Report each line in the items below that contains the word "target", copying every such line in full.
[START OF Data entries]
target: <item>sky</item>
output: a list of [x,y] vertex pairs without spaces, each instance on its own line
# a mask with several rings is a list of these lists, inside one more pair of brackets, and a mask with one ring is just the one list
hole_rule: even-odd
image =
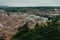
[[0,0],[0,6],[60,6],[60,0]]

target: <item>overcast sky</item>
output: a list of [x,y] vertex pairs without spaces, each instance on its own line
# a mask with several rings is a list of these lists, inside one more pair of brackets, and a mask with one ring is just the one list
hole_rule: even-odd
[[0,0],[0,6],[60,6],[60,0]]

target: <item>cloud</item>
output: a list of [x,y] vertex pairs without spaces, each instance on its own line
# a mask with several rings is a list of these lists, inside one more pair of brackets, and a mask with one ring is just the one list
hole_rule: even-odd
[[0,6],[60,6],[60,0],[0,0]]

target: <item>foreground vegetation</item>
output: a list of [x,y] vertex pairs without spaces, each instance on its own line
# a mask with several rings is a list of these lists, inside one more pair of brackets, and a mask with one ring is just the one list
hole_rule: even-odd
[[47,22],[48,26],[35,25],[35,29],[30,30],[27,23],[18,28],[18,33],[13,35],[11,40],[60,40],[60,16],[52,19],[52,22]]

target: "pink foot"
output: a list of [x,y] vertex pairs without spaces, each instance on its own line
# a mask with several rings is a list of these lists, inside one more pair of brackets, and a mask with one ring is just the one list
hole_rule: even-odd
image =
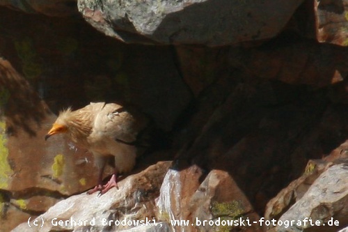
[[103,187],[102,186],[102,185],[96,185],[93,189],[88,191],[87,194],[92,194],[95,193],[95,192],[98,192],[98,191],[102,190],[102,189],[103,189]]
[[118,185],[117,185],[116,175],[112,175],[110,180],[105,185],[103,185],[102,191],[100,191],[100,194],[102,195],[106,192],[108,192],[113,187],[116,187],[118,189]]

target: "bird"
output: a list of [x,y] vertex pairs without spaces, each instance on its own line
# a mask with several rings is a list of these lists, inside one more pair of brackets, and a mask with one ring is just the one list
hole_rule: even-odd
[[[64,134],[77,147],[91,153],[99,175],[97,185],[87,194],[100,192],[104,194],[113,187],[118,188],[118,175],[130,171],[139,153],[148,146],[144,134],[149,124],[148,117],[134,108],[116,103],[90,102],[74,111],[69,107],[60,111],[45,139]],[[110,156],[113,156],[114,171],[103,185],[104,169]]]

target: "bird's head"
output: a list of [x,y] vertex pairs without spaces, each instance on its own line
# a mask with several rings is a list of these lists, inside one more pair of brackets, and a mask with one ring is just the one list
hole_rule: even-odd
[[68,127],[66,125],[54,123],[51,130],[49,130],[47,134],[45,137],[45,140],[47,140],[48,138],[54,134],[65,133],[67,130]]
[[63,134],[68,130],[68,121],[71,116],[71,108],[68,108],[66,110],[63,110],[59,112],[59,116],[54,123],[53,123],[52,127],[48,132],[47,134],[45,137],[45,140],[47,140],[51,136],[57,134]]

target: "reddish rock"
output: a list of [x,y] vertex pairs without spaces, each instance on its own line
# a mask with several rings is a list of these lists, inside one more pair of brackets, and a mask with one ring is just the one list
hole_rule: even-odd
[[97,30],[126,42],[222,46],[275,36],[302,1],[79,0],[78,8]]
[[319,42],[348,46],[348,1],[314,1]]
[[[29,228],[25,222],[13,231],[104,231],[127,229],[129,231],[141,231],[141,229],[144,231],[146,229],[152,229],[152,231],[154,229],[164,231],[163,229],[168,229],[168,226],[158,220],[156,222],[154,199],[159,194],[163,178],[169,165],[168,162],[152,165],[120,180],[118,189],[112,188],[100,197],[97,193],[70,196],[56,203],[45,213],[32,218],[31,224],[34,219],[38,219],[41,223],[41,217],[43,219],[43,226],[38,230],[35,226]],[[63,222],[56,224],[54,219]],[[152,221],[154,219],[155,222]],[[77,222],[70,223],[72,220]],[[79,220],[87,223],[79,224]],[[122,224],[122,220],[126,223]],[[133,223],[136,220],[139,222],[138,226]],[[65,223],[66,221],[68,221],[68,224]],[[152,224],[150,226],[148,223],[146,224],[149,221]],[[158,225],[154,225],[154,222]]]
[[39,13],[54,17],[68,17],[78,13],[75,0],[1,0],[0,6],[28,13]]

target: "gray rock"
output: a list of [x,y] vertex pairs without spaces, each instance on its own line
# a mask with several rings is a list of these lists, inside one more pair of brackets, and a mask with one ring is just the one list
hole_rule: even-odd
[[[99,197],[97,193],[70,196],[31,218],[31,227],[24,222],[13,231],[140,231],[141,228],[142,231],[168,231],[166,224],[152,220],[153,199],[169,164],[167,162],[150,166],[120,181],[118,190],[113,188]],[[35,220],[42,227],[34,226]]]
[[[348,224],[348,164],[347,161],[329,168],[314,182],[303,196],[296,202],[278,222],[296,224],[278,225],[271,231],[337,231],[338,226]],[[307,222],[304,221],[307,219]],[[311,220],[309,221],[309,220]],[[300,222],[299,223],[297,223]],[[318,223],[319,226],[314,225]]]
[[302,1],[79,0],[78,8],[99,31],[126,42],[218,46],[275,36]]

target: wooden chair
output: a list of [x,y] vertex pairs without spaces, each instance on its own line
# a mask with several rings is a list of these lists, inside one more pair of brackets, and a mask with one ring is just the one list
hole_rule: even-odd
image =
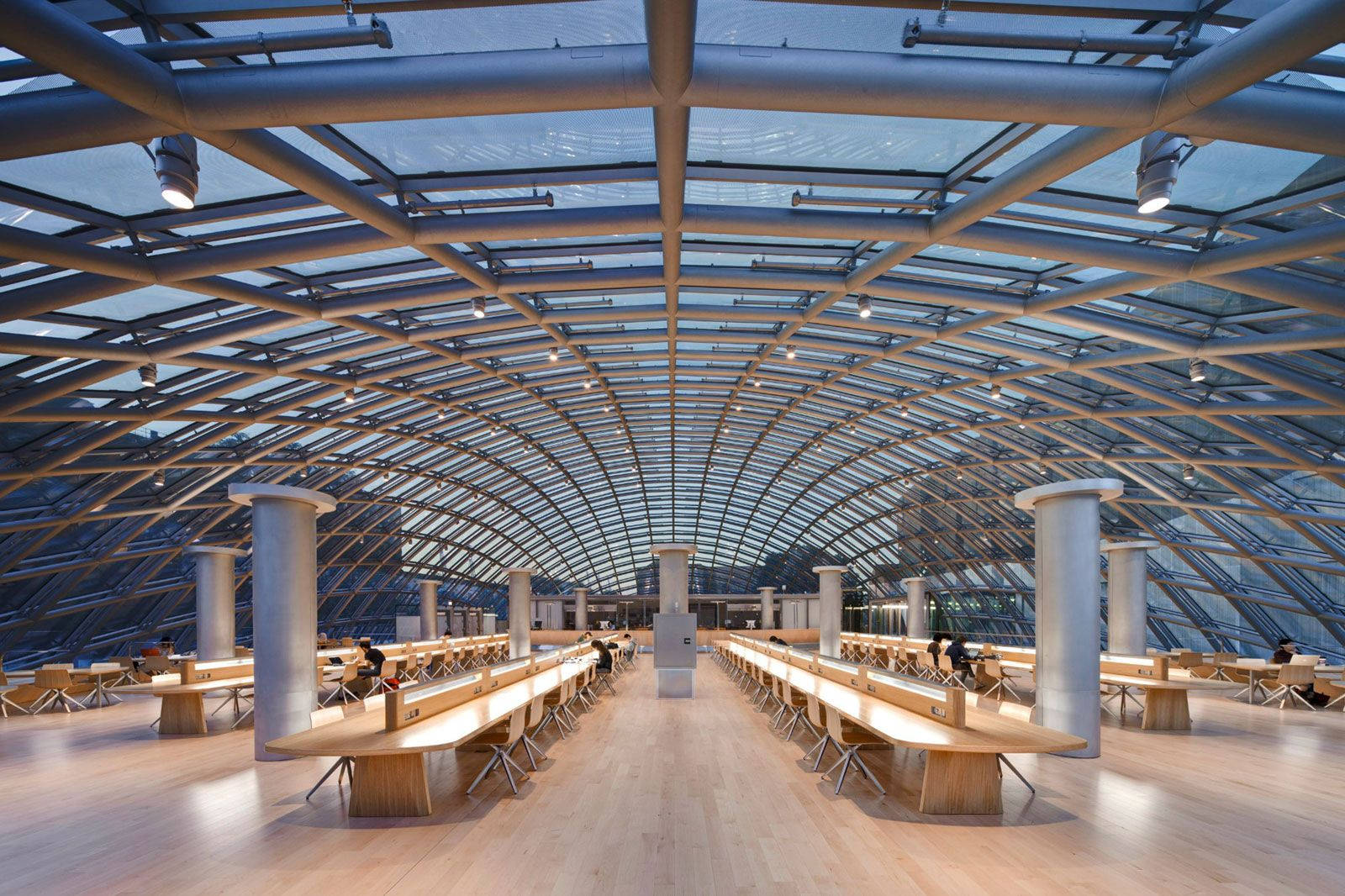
[END OF Data entries]
» Exercise answer:
target: <item>sky</item>
target: <item>overcast sky</item>
target: <item>cloud</item>
target: <item>foreground vegetation</item>
target: "pink foot"
target: "bird"
target: "bird's head"
target: "reddish rock"
target: "gray rock"
target: wooden chair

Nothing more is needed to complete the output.